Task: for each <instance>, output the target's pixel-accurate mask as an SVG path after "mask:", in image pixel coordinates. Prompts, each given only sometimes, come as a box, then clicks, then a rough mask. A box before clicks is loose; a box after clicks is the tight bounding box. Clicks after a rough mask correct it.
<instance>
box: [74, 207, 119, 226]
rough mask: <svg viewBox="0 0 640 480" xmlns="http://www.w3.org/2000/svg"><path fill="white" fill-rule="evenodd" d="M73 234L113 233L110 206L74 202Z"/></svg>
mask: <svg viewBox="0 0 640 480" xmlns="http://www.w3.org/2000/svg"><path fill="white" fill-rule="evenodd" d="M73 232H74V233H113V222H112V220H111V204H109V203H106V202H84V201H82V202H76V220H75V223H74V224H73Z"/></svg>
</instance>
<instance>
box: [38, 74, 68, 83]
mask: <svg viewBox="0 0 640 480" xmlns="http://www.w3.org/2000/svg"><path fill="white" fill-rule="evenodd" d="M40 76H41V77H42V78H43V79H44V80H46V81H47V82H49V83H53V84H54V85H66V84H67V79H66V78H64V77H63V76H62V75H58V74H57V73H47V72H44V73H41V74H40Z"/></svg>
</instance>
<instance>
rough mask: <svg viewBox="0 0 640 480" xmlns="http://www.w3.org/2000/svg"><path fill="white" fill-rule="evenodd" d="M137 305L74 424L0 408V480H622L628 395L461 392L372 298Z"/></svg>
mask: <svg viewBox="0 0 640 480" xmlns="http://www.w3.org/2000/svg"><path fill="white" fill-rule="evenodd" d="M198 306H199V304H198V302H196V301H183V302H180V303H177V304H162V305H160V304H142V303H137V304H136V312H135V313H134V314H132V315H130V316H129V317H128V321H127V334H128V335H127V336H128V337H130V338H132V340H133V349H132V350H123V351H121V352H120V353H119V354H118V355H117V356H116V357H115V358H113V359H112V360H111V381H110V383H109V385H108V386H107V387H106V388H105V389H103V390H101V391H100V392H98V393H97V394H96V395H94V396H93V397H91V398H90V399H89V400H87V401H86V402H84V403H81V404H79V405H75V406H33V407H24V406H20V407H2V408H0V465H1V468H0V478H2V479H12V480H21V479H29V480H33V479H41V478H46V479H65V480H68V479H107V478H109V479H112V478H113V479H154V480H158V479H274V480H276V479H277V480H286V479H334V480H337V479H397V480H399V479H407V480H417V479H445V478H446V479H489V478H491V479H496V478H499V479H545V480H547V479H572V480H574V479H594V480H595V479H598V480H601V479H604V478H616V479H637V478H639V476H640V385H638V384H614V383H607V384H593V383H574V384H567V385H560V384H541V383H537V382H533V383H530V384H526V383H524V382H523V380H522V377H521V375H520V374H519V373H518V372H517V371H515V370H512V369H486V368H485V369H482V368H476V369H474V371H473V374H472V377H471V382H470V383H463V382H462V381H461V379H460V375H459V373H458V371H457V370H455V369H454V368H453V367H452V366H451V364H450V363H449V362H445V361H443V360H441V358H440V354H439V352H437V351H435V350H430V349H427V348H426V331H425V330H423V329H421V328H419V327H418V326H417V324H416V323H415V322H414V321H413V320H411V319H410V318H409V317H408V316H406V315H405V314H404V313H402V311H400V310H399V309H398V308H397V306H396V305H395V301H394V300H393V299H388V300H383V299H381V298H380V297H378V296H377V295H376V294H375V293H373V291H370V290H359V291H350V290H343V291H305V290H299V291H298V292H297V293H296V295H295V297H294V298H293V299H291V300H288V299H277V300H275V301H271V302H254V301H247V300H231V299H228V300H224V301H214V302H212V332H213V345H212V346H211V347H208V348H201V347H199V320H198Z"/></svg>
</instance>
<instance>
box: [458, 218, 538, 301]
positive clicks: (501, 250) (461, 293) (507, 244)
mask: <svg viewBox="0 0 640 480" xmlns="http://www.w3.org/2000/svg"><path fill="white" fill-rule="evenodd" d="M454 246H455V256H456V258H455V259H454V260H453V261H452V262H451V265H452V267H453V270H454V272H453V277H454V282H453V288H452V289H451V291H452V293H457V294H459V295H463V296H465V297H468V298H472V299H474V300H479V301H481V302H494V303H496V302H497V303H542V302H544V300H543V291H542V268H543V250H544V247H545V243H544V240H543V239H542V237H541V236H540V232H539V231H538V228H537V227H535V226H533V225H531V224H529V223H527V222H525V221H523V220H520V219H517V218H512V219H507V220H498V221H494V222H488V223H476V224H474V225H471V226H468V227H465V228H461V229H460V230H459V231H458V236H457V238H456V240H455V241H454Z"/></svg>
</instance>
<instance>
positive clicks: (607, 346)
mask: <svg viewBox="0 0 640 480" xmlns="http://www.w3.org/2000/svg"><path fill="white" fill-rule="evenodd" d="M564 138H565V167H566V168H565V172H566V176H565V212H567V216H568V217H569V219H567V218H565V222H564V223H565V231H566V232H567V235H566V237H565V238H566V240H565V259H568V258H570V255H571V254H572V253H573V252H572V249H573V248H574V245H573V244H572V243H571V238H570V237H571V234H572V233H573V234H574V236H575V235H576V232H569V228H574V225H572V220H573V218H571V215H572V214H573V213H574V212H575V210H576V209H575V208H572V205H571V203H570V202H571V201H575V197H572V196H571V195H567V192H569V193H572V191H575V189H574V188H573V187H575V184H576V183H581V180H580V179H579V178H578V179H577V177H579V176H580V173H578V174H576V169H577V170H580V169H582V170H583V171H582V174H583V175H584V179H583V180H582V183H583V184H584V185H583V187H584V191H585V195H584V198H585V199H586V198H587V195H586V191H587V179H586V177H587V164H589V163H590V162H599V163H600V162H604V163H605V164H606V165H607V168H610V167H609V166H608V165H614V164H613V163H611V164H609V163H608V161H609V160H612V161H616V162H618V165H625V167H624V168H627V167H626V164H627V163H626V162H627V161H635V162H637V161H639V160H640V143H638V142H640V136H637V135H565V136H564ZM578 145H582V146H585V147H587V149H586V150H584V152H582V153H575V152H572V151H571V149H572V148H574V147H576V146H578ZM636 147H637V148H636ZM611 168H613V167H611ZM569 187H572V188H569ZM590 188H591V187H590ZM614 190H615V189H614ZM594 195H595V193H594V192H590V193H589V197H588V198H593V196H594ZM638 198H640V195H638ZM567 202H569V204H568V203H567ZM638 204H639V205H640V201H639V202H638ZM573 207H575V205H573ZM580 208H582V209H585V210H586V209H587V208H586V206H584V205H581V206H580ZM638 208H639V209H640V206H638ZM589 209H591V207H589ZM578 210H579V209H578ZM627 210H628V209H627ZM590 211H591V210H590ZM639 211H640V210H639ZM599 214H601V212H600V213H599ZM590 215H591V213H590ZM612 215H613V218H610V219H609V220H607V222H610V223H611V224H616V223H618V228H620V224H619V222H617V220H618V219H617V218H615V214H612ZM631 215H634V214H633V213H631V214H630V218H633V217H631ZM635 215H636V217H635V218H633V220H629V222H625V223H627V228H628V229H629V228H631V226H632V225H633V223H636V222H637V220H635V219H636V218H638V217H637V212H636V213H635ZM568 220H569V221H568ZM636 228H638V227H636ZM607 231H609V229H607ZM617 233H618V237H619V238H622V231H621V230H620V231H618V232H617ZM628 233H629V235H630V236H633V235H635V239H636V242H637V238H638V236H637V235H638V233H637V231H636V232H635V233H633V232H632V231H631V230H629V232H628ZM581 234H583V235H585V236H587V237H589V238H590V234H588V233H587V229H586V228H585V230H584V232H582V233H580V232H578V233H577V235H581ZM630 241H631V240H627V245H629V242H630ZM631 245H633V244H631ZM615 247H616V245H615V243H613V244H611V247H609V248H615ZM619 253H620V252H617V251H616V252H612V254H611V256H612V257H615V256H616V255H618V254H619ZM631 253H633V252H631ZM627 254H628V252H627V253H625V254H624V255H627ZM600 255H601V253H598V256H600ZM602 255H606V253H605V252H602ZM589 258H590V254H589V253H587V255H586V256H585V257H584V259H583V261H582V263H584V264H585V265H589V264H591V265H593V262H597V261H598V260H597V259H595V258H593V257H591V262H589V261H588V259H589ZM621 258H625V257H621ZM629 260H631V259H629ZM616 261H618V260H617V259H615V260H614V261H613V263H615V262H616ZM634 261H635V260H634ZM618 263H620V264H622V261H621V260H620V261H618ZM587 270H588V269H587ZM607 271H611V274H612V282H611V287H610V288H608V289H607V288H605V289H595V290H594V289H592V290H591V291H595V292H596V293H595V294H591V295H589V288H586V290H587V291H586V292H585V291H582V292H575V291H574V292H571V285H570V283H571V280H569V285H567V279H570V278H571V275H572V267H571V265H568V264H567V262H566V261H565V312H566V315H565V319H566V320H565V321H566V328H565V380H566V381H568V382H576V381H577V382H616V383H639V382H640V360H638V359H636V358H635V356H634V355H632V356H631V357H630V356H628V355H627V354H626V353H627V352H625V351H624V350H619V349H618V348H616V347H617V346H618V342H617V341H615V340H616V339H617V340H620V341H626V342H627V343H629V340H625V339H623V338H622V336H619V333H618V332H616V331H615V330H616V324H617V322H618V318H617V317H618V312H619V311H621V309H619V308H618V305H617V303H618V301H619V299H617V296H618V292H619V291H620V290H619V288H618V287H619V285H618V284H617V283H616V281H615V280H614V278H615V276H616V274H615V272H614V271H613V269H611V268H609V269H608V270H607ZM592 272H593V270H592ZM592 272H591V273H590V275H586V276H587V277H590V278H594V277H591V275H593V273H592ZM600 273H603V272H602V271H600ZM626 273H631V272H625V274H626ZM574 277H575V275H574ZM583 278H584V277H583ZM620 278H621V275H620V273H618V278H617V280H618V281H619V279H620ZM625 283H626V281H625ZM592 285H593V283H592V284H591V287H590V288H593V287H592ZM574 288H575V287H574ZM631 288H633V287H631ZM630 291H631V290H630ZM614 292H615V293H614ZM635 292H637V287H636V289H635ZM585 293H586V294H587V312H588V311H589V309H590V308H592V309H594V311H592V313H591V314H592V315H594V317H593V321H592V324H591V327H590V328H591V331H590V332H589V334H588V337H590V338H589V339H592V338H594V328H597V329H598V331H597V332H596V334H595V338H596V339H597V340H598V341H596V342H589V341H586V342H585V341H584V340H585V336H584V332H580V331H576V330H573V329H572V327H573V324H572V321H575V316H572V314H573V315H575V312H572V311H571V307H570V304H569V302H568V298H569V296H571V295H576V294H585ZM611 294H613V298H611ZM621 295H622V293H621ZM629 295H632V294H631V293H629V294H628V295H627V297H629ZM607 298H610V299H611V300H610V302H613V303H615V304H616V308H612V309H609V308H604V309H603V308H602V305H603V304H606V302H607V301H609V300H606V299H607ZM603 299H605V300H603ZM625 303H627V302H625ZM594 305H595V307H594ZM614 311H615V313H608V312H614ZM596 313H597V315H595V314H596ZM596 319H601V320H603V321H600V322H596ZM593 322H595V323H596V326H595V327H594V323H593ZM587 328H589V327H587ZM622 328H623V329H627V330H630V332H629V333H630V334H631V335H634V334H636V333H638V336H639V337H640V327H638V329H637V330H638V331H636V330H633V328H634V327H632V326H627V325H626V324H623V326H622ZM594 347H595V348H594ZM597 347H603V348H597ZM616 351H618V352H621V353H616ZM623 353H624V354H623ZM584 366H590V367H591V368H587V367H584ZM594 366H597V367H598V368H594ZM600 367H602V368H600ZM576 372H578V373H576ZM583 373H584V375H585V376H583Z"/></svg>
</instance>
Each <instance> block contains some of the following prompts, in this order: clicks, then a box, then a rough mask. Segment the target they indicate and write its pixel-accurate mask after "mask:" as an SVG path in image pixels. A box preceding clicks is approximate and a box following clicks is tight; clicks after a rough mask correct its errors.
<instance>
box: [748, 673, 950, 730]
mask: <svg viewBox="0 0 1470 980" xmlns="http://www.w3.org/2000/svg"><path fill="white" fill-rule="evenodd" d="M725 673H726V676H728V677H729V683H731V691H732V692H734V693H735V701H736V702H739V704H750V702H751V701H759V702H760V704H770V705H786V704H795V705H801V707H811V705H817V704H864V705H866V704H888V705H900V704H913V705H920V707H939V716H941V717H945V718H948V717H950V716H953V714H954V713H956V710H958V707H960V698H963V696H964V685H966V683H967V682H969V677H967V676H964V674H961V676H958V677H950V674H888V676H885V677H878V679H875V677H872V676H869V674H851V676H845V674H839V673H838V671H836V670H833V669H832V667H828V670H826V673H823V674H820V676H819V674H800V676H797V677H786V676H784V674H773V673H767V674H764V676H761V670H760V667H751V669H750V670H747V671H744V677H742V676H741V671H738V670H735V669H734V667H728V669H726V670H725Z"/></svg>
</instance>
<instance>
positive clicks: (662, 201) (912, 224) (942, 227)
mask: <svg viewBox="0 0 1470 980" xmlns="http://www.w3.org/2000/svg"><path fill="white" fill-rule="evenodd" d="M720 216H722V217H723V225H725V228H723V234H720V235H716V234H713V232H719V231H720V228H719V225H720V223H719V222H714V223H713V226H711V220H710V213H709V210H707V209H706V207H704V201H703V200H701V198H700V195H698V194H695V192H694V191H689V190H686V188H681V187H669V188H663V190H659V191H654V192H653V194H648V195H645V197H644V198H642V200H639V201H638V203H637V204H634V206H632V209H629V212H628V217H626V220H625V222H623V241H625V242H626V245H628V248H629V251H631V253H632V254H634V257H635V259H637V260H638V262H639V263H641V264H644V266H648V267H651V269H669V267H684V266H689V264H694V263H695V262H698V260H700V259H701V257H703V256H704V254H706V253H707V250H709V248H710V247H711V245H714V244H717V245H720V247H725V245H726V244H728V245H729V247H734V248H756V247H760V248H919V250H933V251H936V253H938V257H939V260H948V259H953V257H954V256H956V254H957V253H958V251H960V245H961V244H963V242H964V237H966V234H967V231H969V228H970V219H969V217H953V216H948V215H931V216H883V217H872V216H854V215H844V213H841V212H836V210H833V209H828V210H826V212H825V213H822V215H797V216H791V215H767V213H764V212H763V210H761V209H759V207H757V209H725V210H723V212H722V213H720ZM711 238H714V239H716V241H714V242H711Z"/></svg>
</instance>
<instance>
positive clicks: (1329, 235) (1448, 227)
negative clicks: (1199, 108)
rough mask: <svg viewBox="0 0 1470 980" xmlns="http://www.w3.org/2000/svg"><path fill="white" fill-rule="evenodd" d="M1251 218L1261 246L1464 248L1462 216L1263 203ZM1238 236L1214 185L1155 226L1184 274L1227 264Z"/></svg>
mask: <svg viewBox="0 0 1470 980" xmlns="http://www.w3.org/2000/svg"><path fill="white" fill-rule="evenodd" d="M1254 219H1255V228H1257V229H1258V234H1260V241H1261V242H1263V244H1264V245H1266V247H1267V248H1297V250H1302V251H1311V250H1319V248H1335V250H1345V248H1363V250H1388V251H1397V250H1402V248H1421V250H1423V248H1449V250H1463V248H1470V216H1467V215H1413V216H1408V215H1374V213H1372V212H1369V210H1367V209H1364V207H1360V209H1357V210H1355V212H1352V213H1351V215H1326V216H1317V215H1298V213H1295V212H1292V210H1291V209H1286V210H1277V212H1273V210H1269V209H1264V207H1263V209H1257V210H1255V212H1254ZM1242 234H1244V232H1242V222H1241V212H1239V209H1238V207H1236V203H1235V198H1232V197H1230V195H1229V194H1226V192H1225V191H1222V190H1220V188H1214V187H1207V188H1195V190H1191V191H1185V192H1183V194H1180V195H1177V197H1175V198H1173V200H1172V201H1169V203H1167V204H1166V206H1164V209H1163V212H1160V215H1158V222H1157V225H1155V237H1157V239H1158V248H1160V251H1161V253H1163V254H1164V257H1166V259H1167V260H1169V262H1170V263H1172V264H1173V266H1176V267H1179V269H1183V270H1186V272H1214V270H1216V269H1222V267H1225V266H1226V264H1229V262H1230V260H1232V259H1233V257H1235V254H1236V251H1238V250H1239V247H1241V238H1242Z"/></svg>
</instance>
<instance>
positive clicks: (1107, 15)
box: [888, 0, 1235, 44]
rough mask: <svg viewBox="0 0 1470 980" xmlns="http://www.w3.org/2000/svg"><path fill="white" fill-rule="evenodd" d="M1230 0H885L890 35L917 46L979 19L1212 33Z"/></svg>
^^^^
Please copy exactly the lines from the one that contains "positive clicks: (1107, 15)" up to and including the final line of the listing above.

• _Answer to this exercise_:
positive clicks: (1107, 15)
box: [888, 0, 1235, 44]
rough mask: <svg viewBox="0 0 1470 980" xmlns="http://www.w3.org/2000/svg"><path fill="white" fill-rule="evenodd" d="M1230 0H885L890 35L917 46L979 19L1212 33Z"/></svg>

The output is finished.